• **WHAT IS NEEDED**:
Each entry below is to be returned exactly, with any pictures left out.
####
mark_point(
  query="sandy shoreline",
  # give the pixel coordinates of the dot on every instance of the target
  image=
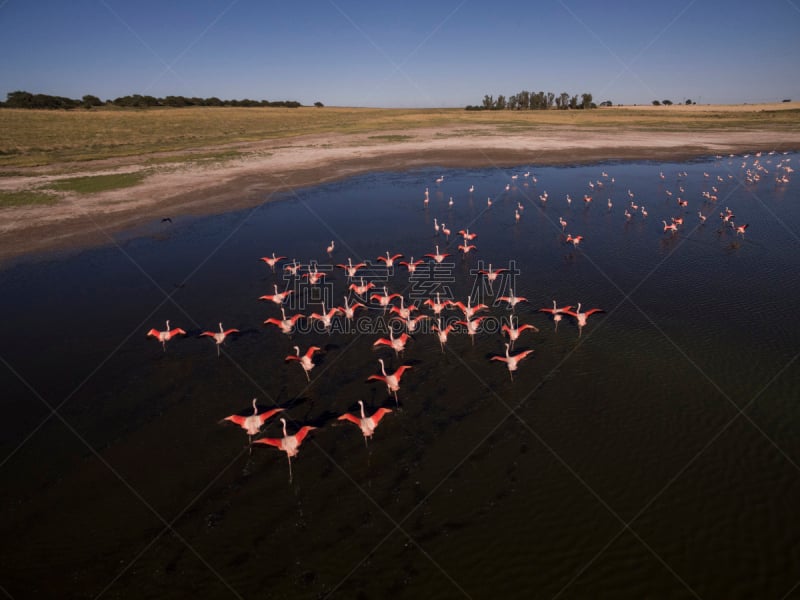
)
(277, 166)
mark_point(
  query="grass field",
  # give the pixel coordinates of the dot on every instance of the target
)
(30, 138)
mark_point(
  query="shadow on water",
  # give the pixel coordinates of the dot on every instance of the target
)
(615, 463)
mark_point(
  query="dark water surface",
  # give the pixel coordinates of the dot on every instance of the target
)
(654, 455)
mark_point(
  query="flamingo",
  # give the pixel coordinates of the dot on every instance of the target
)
(512, 362)
(278, 297)
(472, 326)
(442, 333)
(252, 424)
(582, 316)
(671, 227)
(272, 260)
(465, 248)
(350, 269)
(389, 260)
(491, 275)
(325, 318)
(398, 344)
(288, 443)
(574, 240)
(402, 311)
(411, 324)
(292, 268)
(314, 276)
(361, 290)
(365, 423)
(219, 336)
(469, 310)
(412, 264)
(437, 305)
(392, 381)
(437, 257)
(514, 332)
(349, 310)
(512, 300)
(286, 325)
(166, 335)
(556, 312)
(385, 299)
(305, 360)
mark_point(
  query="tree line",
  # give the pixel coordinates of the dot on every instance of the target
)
(526, 100)
(21, 99)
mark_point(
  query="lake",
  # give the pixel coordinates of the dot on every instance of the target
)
(653, 452)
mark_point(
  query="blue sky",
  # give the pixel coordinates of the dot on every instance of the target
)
(447, 53)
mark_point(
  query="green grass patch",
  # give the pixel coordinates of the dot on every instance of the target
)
(27, 198)
(97, 183)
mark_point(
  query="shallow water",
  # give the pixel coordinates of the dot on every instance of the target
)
(652, 454)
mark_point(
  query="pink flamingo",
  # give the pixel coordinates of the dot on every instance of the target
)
(166, 335)
(285, 325)
(325, 318)
(277, 297)
(581, 316)
(412, 264)
(305, 360)
(361, 290)
(273, 260)
(385, 298)
(438, 257)
(398, 344)
(350, 269)
(512, 300)
(252, 424)
(349, 310)
(437, 305)
(469, 310)
(288, 443)
(292, 268)
(574, 240)
(411, 324)
(512, 362)
(365, 423)
(219, 336)
(514, 332)
(556, 312)
(392, 381)
(442, 333)
(389, 260)
(402, 311)
(472, 326)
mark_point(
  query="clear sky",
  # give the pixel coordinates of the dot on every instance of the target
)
(406, 53)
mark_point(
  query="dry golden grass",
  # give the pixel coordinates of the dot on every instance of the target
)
(29, 138)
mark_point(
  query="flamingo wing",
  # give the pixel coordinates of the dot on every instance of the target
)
(351, 418)
(301, 435)
(270, 413)
(379, 414)
(277, 442)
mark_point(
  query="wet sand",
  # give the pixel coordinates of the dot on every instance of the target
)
(278, 166)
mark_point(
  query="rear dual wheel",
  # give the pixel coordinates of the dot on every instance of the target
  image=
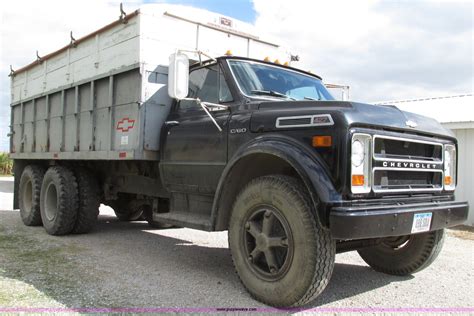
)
(59, 201)
(29, 195)
(62, 200)
(404, 255)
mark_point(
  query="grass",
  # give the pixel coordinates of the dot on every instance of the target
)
(6, 164)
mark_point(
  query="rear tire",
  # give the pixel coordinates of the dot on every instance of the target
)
(404, 255)
(29, 195)
(89, 201)
(59, 201)
(282, 254)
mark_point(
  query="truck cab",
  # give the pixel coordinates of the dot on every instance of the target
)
(252, 136)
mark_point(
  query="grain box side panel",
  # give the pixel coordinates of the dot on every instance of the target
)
(102, 115)
(127, 104)
(41, 135)
(56, 122)
(86, 125)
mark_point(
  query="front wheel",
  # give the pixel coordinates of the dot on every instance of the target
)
(283, 255)
(406, 254)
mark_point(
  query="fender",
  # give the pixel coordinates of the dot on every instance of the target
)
(305, 161)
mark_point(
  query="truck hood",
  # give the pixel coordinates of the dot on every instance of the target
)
(350, 114)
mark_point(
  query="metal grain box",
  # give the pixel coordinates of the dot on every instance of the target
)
(104, 96)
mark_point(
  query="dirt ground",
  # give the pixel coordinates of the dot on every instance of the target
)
(130, 267)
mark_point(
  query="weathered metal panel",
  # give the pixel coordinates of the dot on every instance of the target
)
(85, 118)
(106, 97)
(56, 123)
(41, 135)
(28, 127)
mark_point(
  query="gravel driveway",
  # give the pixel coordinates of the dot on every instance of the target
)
(131, 265)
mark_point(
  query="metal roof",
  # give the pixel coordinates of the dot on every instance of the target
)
(445, 109)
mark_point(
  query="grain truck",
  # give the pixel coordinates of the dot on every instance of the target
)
(184, 117)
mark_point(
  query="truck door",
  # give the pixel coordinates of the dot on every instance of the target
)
(194, 150)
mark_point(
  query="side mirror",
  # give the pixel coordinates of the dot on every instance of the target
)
(178, 76)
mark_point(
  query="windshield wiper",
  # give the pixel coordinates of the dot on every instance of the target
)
(271, 93)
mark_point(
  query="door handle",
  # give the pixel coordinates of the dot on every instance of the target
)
####
• **WRITTEN ANSWER**:
mark_point(
  query="sandy shoreline",
  # give the pixel coordinates of the dot on every instance of the target
  image=
)
(277, 166)
mark_point(
  query="grass field",
  # give the pixel coordinates of the dot on every instance of the target
)
(30, 138)
mark_point(
  query="shadow on water",
  # give the pixel coordinates of the dot on every instance of the target
)
(615, 463)
mark_point(
  query="dark water surface",
  # give the pixel coordinates of the dot on every instance of the target
)
(654, 455)
mark_point(
  query="flamingo",
  # give the pixel coordinates of the dot on every instance of the target
)
(512, 362)
(278, 297)
(472, 326)
(442, 333)
(252, 424)
(582, 316)
(671, 227)
(272, 260)
(465, 248)
(350, 269)
(389, 260)
(491, 275)
(325, 318)
(398, 344)
(288, 443)
(574, 240)
(402, 311)
(411, 324)
(292, 268)
(314, 276)
(361, 290)
(365, 423)
(219, 336)
(469, 310)
(412, 264)
(437, 305)
(392, 381)
(437, 257)
(514, 332)
(349, 310)
(512, 300)
(286, 325)
(166, 335)
(556, 312)
(385, 299)
(305, 360)
mark_point(
  query="tree line",
  # give the pixel coordinates of the dot on every instance of the target
)
(526, 100)
(21, 99)
mark_point(
  query="lake",
  # give the pixel coordinates of the dot on every instance of the target
)
(653, 452)
mark_point(
  query="blue sky",
  # give the pixel coordinates of the dot on every instance of the target
)
(447, 53)
mark_point(
  query="green grass patch",
  # give the pixel coordinates of the dot on every instance of the target
)
(27, 198)
(97, 183)
mark_point(
  query="shallow water",
  # give the pixel coordinates of the dot on every instance of the target
)
(652, 454)
mark_point(
  query="pink flamingo",
  # give the pixel coordinates of the dot on every instance of the target
)
(166, 335)
(285, 325)
(325, 318)
(277, 297)
(581, 316)
(412, 264)
(305, 360)
(361, 290)
(273, 260)
(385, 298)
(438, 257)
(398, 344)
(350, 269)
(512, 300)
(252, 424)
(349, 310)
(437, 305)
(469, 310)
(288, 443)
(292, 268)
(574, 240)
(411, 324)
(512, 362)
(365, 423)
(219, 336)
(514, 332)
(556, 312)
(392, 381)
(442, 333)
(389, 260)
(402, 311)
(472, 326)
mark_point(
  query="clear sky",
  # give the pixel coordinates of the dot on every instance of the target
)
(406, 53)
mark_point(
  query="dry golden grass",
  # give the pixel coordinates of the dot on every instance of the target
)
(29, 138)
mark_point(
  query="flamingo wing",
  # give the pixel coordinates of the dot on every instance of the target
)
(351, 418)
(301, 435)
(270, 413)
(379, 414)
(277, 442)
mark_point(
  query="wet sand",
  # give the pixel coordinates of the dot on every instance of the target
)
(278, 166)
mark_point(
  query="rear dual wheel",
  # give the pixel coordinates of the dot on every instance of the target
  image=
)
(59, 201)
(29, 195)
(62, 200)
(404, 255)
mark_point(
  query="grass",
  # give the pixel coordinates of the dot on every instance of the target
)
(6, 164)
mark_point(
  query="rear tire",
  # give the pixel coordinates of the dot on every instance of the target
)
(404, 255)
(29, 195)
(89, 201)
(59, 201)
(282, 254)
mark_point(
  query="truck cab",
  # give the pixel coordinates of the dot on every instance of the target
)
(252, 136)
mark_point(
  query="grain box side panel",
  # give the pixel coordinates of the dot on every instance of the target
)
(102, 115)
(127, 104)
(41, 135)
(56, 122)
(86, 125)
mark_point(
  query="front wheel",
  # give the pixel coordinates of the dot on every instance of the target
)
(283, 255)
(406, 254)
mark_point(
  query="fender",
  # give the pixel coordinates of the dot on every instance of the target
)
(305, 161)
mark_point(
  query="truck hood",
  # give the pixel coordinates of the dot on every instance of the target
)
(350, 114)
mark_point(
  query="metal grain box",
  # give the pixel coordinates of the dot on every instance of the target
)
(104, 96)
mark_point(
  query="dirt ground",
  # give the pixel coordinates of the dot on every instance of the target
)
(130, 267)
mark_point(
  query="weathered metal panel",
  # give the pixel coordinates of the dot on every instance of the target
)
(85, 118)
(106, 97)
(56, 123)
(41, 135)
(28, 127)
mark_point(
  query="gravel driveway",
  # give the pixel coordinates of the dot on every instance of the target
)
(131, 265)
mark_point(
  query="metal roof",
  # give the pixel coordinates of the dot on every instance of the target
)
(445, 109)
mark_point(
  query="grain truck",
  # give the pixel coordinates of the dot on every instance of the target
)
(184, 117)
mark_point(
  query="truck door",
  # give the pixel coordinates of the dot on every instance of the target
)
(194, 150)
mark_point(
  query="side mirror",
  # give the pixel coordinates of the dot on every instance of the target
)
(178, 76)
mark_point(
  query="windshield wiper",
  # give the pixel coordinates of the dot on every instance of the target
)
(271, 93)
mark_point(
  query="door handle",
  # give the pixel coordinates of the dot on every instance of the target
)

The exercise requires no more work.